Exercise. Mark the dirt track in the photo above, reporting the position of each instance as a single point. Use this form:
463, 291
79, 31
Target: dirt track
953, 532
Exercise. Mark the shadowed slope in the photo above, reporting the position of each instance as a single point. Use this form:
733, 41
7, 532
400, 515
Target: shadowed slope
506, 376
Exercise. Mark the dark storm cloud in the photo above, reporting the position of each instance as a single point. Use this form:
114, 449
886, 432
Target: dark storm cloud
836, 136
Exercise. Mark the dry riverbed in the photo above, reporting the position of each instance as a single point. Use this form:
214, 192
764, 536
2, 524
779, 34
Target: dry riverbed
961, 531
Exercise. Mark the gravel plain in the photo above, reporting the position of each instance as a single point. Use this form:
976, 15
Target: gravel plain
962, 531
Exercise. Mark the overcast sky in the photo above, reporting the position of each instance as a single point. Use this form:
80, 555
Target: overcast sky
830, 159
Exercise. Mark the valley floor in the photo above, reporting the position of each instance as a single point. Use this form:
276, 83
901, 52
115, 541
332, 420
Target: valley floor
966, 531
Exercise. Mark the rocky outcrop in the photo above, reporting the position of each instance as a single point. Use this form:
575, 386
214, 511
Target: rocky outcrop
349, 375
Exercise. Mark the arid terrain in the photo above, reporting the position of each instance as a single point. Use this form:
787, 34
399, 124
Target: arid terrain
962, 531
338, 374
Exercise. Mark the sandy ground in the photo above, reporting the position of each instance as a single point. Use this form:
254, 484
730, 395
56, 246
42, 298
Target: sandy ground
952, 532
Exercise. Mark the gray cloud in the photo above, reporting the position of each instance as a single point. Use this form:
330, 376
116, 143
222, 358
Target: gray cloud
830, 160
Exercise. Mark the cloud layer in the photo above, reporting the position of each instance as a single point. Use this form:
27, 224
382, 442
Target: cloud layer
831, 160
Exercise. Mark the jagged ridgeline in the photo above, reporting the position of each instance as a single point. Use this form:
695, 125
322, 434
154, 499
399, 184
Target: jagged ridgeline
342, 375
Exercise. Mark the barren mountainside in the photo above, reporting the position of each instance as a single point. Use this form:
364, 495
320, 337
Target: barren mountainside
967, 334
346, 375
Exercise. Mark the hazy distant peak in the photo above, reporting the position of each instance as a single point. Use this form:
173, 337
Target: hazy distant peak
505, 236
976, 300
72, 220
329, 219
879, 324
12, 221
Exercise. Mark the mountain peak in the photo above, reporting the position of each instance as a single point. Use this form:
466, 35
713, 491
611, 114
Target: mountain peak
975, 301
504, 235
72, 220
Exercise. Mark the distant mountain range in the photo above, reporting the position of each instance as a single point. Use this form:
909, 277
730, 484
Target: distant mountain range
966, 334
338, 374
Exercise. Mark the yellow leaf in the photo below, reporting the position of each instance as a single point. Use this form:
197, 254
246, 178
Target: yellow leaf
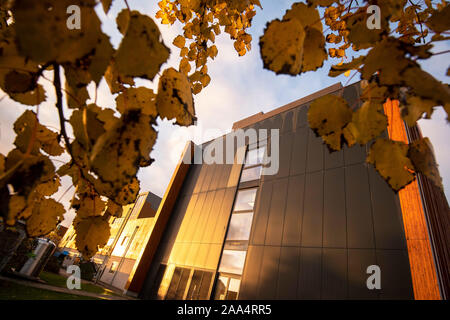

# # # # #

## Objective
Which lines in the records above contain the string "track", counting case? Locate each one and copy it out in full.

## Exercise result
Exercise. Mark the dirt track in the photo above, reporting the position of each instance as a single point. Use this form:
Target: dirt track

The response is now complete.